Items from a dataset:
__________________________________________________

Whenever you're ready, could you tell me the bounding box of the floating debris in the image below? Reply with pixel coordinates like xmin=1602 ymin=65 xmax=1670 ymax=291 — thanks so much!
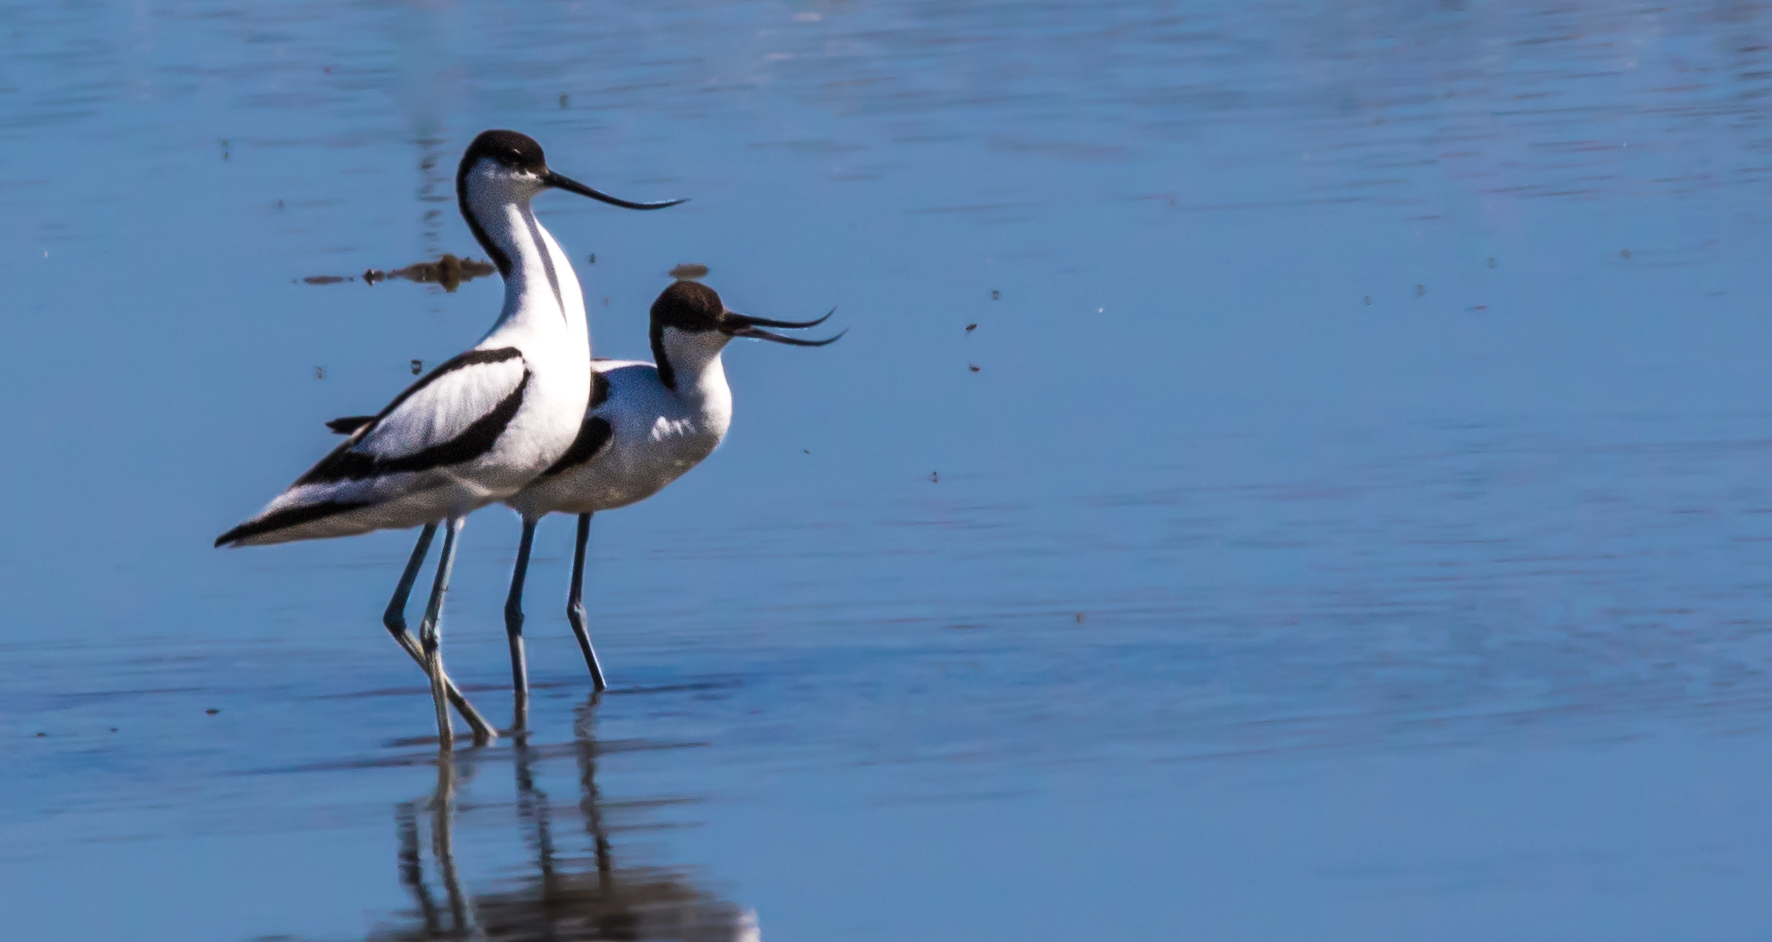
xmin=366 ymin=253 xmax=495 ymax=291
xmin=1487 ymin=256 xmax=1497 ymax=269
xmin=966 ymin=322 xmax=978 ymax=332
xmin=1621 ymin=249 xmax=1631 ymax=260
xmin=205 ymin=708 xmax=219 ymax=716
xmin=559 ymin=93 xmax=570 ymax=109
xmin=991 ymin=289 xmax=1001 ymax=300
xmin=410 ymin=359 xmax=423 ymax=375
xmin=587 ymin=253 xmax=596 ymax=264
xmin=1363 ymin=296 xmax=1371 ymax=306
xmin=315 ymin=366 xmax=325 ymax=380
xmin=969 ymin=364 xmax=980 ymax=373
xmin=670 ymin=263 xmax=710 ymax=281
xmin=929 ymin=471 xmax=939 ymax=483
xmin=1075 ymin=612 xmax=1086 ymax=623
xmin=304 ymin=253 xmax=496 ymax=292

__________________________________________________

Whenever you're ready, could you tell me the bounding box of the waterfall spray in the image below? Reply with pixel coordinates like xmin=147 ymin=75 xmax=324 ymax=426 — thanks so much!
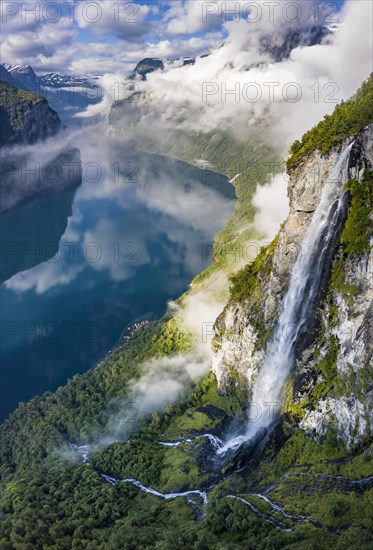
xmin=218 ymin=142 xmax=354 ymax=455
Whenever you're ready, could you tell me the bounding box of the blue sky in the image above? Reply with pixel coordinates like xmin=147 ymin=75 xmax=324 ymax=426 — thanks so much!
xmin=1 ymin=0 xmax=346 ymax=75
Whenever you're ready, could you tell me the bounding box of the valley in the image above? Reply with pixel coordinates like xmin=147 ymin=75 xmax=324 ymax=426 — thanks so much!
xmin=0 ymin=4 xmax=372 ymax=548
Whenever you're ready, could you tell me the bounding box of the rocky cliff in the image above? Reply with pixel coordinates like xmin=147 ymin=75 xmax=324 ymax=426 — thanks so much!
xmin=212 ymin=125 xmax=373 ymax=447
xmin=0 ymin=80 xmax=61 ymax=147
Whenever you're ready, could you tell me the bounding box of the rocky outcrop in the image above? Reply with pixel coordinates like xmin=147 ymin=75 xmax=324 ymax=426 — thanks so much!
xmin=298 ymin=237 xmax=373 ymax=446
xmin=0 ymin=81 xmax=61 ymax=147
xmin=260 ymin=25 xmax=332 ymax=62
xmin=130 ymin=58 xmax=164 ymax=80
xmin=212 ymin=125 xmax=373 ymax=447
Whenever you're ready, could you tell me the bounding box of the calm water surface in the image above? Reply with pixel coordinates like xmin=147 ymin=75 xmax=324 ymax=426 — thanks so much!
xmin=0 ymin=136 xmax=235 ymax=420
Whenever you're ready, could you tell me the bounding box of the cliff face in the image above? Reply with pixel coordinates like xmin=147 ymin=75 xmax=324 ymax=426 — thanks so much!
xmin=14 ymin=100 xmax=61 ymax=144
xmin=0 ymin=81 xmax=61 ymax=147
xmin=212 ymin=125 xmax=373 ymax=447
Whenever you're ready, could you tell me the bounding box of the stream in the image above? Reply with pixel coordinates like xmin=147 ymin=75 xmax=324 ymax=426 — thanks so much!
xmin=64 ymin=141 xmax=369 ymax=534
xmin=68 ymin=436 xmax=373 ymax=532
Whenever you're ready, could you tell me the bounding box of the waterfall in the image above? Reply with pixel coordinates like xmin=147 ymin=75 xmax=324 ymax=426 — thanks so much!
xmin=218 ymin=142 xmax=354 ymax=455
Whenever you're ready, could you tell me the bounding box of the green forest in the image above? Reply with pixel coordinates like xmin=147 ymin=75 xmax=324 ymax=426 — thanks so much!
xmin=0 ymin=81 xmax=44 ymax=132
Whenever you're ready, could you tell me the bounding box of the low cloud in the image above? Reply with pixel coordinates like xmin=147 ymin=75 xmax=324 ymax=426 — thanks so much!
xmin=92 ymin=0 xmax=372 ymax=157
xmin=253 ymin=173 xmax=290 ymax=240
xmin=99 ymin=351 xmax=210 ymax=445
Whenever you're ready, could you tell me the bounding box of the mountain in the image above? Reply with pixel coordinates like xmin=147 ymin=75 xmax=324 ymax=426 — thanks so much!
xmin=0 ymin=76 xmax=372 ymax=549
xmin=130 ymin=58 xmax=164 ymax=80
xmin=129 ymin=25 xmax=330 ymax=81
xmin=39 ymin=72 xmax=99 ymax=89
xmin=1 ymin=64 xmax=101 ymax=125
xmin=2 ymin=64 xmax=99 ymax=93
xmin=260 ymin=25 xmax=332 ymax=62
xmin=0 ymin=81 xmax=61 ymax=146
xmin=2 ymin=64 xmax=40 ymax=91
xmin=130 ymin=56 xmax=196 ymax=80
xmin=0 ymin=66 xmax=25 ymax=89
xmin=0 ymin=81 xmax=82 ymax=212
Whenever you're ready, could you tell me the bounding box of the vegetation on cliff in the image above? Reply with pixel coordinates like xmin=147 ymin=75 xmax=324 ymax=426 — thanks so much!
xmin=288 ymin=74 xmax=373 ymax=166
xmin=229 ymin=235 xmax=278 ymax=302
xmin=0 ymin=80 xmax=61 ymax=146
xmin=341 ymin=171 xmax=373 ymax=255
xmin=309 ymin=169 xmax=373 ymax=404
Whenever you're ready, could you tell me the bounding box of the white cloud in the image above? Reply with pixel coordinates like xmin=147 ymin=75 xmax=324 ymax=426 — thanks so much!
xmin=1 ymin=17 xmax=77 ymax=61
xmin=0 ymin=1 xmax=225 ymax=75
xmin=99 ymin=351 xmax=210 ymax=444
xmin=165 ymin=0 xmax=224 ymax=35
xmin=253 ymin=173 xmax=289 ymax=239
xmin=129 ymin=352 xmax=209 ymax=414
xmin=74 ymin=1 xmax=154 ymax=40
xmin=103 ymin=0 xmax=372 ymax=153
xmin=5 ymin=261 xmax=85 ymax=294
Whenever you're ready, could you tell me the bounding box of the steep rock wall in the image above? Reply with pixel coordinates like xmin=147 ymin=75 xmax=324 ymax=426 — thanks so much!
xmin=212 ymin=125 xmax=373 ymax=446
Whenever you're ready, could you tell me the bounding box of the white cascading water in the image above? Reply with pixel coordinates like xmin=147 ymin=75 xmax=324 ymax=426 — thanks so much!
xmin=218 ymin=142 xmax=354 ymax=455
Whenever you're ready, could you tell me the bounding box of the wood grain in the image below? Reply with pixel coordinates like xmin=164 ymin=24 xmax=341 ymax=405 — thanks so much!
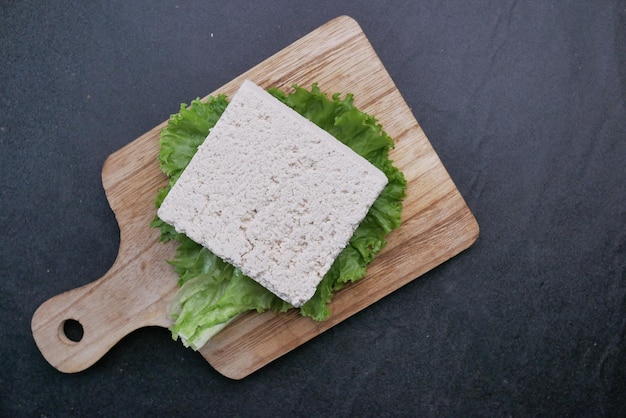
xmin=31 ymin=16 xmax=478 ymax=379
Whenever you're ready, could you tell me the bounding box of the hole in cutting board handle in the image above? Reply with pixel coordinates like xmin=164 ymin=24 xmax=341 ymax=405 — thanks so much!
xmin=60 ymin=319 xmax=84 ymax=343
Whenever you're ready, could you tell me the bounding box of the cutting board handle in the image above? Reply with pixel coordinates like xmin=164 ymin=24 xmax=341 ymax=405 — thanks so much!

__________________________________________________

▶ TASK GOAL:
Give again, exactly as written above, each line from the one that has "the white cascading" to the one that has "of the cutting", both included; omit the pictures.

▶ WRITTEN RESPONSE:
Whenever you're ready, could you tell me the bounding box of the white cascading water in the image above? Reply with pixel coordinates like xmin=147 ymin=75 xmax=324 ymax=426 — thanks so much!
xmin=218 ymin=142 xmax=354 ymax=455
Whenever you're ready, could you tell me the bounding box of the wood grain in the image below? Reply with pixel coordinates like xmin=164 ymin=24 xmax=341 ymax=405 — thanks so much!
xmin=31 ymin=16 xmax=478 ymax=379
Whenever you're ready, could you tell me the bounding box of the hole in cutting board handle in the image above? Reply with pixel coordinates like xmin=164 ymin=24 xmax=341 ymax=405 — thanks so much!
xmin=60 ymin=319 xmax=84 ymax=343
Whenever you're ready, could you tell me the bounding box of the cutting board handle in the image above? Reply with pixel coordinates like xmin=164 ymin=24 xmax=341 ymax=405 — thanks so much!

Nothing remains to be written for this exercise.